SELECTED TEXT
I'd have to go with Vanilla Sky too.

And the Omen; I'm not sure which number it is, but it's the one where ligns show up on photos and things. Then the people get killed by something cutting through that body part. The church spire and the sheet of glass are by far the most grotesque. *eeeew* That left me freaked out for weeks.

And after watching 'The Exorcism of Emily Rose' I kept waking up at exactly 3am, that scared the bejeebus out of me.


----------



## Guest (May 10, 2007)

suz said:


> I kept waking up at exactly 3am


You know I wake up at 3am every night, true :shock:

Greg


----------



## Guest (May 10, 2007)

I lost count how many times I yawned through that firm... lol, yes when that dude got TKOed by da sheet of glass... that was a winner.



suz said:


> the Omen; I'm not sure which number it is, but it's the one where ligns show up on photos and things. Then the people get killed by something cutting through that body part. The church spire and the sheet of glass are by far the most grotesque.


The film which effected me badly was "*The Ring*" (Yankee version)

WRITTEN INSTRUCTION 1
Scale the listing below by writing out every line again, requests included, with each x and y coordinate in the answers multiplied by 2.25 and rounded to a whole number, halves rounding up.
WRITTEN INSTRUCTION 2
Please pick up the forum thread about frightening films after its last sentence and continue it.

MATERIAL SUPPLIED
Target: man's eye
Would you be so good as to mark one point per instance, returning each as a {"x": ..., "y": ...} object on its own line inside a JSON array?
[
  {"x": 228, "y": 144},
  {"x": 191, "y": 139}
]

WRITTEN RESPONSE 1
Target: man's eye
Would you be so good as to mark one point per instance, returning each as a {"x": ..., "y": ...} object on its own line inside a JSON array?
[
  {"x": 513, "y": 324},
  {"x": 430, "y": 313}
]

WRITTEN RESPONSE 2
----------



## Soma (Mar 29, 2006)

Carrie gives me the creeps, just because De Palma makes it look all garish and candy-coated with all that soft focus, saturated colour and ludicrous acting. Although Eraserhead or anything by Ken Russell tops that easily. I think it is definitely the over-acting which makes caricatures out of people. Which I find disturbing.


----------



## Soma (Mar 29, 2006)

suz said:


> And the Omen; I'm not sure which number it is, but it's the one where ligns show up on photos and things. Then the people get killed by something cutting through that body part. The church spire and the sheet of glass are by far the most grotesque. *eeeew* That left me freaked out for weeks.


A couple of the locations are near where I live and they still freak me out. Brookwood war graves is just round the corner as is Guildford Cathedral. Sorry - more pointless trivia - I go drinking where they filmed the pub scene in American Werewolf in London.


----------



## comfortably numb (Mar 6, 2006)

Memento is a pretty messed up movie as well. That is definatly a weird one.


----------



## suz (Mar 26, 2007)

Im still the same person said:


> You know I wake up at 3am every night, true :shock:
> 
> Greg


For real? Devil's gonna getcha boyo! Oooooh dear :lol:

I'm the biggest wimp when it comes to getting freaked out by films, but The Blair Witch didn't bother me in the slightest, was I missing something? Meh.


----------



## Guest (May 11, 2007)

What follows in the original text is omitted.